* Start Listing *

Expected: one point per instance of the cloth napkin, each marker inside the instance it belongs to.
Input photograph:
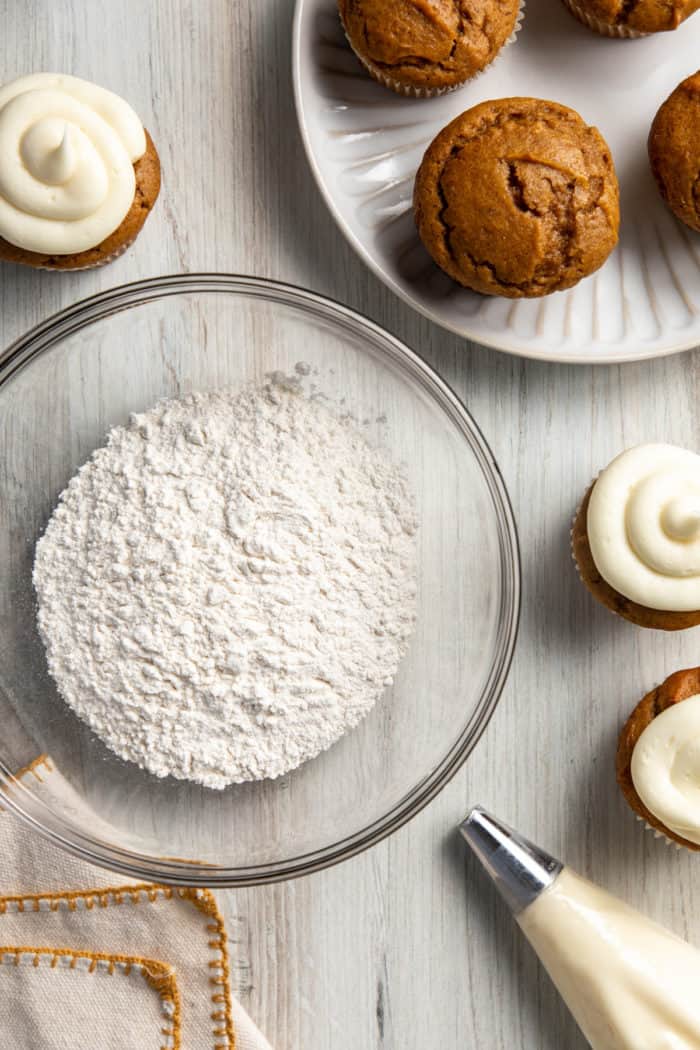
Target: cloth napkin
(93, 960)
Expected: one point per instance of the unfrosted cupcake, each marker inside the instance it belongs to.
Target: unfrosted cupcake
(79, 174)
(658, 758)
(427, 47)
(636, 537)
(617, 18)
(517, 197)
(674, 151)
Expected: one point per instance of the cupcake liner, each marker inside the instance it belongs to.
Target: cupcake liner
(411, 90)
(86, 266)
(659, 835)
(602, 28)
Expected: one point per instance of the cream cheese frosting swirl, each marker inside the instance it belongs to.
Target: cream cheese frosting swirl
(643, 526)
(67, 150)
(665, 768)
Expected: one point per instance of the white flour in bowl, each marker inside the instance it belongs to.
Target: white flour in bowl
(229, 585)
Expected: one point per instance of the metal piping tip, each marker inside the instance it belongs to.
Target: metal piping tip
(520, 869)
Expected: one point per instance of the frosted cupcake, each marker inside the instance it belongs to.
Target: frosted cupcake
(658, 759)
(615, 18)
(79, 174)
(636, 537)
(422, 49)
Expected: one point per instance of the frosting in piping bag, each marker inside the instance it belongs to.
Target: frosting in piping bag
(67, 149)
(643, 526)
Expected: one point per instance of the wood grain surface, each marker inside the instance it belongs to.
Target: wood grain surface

* End Listing *
* Start Listing *

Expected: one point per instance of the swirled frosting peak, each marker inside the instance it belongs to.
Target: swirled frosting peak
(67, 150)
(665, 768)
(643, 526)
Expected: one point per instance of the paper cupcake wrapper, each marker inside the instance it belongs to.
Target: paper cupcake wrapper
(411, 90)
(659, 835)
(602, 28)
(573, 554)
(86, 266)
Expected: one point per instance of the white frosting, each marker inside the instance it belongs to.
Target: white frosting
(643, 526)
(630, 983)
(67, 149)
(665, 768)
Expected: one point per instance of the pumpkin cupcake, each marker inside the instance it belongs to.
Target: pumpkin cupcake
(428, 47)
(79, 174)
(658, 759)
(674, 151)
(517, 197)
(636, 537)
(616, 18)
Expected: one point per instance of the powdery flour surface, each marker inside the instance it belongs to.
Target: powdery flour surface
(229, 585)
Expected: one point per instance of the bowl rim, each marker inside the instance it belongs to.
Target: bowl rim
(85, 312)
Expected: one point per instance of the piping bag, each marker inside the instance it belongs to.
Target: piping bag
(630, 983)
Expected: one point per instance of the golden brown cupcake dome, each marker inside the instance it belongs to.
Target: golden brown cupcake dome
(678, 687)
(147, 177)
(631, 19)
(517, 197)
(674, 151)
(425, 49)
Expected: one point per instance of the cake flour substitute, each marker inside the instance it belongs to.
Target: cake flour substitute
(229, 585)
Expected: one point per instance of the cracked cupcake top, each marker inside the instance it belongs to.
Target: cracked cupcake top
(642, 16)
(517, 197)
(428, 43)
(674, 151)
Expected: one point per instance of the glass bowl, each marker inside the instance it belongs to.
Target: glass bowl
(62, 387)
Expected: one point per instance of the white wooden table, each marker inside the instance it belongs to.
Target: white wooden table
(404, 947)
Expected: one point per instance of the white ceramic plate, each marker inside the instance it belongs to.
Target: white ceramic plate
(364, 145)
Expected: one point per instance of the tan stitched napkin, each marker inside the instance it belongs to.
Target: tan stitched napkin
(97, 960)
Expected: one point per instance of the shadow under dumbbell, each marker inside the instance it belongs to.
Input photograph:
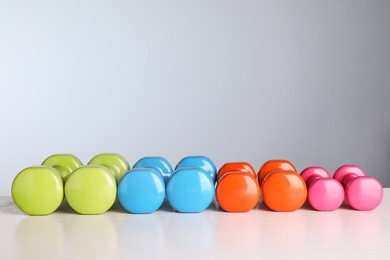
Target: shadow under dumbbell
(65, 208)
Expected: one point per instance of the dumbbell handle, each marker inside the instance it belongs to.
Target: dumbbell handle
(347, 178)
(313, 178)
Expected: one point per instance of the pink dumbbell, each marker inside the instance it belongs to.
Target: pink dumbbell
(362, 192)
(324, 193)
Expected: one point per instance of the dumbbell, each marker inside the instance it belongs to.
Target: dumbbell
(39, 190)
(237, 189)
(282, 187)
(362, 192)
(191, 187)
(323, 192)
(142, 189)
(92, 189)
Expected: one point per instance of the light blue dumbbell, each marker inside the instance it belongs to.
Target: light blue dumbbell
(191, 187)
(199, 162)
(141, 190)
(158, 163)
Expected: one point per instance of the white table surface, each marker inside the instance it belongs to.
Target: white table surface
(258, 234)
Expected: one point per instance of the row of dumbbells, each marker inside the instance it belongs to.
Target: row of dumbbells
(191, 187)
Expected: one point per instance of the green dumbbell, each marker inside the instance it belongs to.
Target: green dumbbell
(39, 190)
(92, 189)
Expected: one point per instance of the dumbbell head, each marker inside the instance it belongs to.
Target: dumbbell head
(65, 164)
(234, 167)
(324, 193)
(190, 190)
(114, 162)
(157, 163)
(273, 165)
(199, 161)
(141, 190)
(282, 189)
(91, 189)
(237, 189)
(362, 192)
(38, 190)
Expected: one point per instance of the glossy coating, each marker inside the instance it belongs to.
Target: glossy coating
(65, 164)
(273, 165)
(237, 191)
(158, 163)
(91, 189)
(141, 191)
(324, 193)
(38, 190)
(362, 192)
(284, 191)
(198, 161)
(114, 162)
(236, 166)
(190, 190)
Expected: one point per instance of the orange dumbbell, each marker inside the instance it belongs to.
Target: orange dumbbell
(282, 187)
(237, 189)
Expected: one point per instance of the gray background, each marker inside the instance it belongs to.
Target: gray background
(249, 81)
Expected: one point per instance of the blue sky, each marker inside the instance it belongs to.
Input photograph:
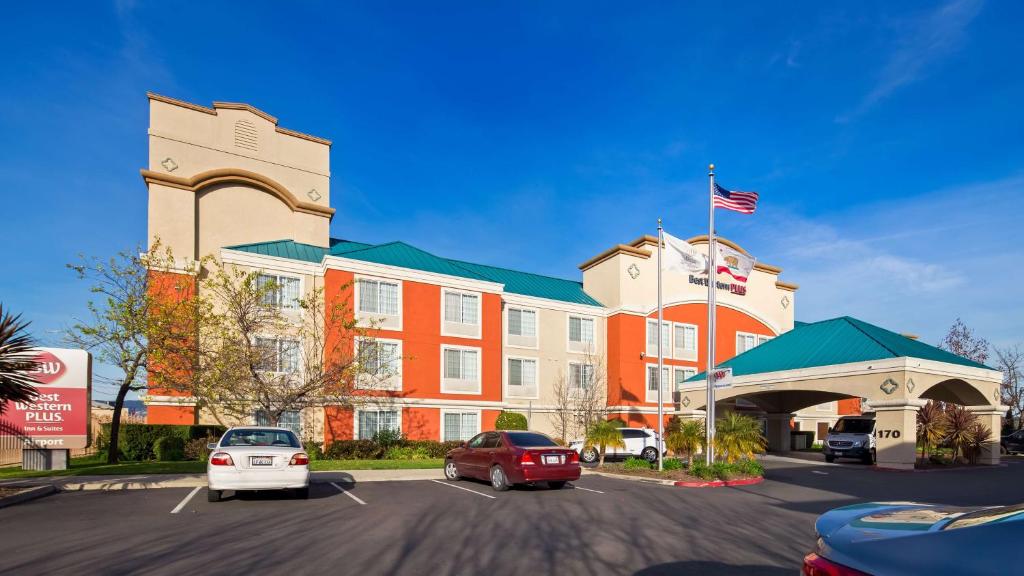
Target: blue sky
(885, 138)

* End Listing *
* Start Listing *

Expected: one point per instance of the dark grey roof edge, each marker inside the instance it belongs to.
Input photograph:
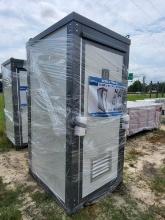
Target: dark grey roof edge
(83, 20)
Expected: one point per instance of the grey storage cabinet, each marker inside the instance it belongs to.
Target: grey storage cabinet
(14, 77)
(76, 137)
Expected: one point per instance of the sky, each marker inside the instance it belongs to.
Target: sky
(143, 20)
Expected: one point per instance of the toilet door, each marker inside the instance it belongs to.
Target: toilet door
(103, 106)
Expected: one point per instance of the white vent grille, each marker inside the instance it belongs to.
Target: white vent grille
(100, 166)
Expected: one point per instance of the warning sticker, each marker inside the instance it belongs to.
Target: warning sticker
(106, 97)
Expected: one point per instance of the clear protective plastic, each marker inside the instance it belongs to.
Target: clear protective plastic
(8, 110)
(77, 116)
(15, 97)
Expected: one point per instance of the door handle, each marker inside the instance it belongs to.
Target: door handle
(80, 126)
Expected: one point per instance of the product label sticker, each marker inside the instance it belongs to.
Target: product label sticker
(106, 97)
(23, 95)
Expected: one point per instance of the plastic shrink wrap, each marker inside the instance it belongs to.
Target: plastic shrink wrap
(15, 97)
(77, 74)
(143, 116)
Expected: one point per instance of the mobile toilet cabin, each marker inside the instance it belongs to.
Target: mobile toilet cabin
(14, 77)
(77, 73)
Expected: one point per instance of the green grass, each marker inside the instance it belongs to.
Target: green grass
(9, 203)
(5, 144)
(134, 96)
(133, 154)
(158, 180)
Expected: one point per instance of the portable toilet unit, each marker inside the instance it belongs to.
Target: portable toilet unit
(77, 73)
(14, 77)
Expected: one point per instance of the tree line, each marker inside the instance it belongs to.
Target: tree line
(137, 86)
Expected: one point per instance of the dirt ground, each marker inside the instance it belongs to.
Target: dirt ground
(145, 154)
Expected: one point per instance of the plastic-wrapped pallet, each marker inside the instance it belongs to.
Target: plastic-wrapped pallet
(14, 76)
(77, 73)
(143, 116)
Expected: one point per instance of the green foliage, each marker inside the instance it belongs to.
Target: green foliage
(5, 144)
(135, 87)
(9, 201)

* End Listing *

Brief ▸ Can you copy out, word for word, the rows beginning at the line that contains "Expected: one point per instance of the frosting" and stopping after the line that contains "Target: wood grain surface"?

The output ▸
Expected: one point per instance of the frosting in piping bag, each marker inside the instance it belongs to.
Target: frosting in piping bag
(67, 149)
(643, 526)
Expected: one point per instance of the wood grain surface, each marker inside the instance it belongs to.
Target: wood grain surface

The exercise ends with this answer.